• _Data supplied_
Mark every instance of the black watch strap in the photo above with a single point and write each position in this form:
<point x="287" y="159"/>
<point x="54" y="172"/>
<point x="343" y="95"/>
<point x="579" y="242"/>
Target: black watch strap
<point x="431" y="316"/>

• _Problem requirements_
Write out all of the material above again, line for line, with no changes.

• _Reply to the task_
Mark every instance of the black watch strap in the photo above with a single point and write each position in this form:
<point x="287" y="159"/>
<point x="54" y="172"/>
<point x="343" y="95"/>
<point x="579" y="242"/>
Target: black watch strap
<point x="431" y="316"/>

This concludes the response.